- Opening Delimiter -

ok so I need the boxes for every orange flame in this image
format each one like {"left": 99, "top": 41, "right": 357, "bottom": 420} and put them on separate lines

- Closing Delimiter -
- Opening Delimiter -

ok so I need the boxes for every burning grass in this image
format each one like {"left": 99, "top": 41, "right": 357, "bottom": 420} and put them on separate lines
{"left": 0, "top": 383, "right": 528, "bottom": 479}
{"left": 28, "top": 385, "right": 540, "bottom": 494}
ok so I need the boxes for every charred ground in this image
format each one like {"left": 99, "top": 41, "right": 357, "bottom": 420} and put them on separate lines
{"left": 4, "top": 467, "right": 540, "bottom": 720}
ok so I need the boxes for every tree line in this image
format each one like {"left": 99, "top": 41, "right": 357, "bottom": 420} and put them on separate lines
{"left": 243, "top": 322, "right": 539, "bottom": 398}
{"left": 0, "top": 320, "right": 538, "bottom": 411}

- Closing Delimiter -

■ Task item:
What lines in the data hold the word "this"? Return them.

■ Written answer:
ok so I need the boxes for every orange flame in this image
ok so I need the boxes for every burning grass in this image
ok so I need the boxes for every charred ground in this image
ok so I need the boxes for every tree line in this image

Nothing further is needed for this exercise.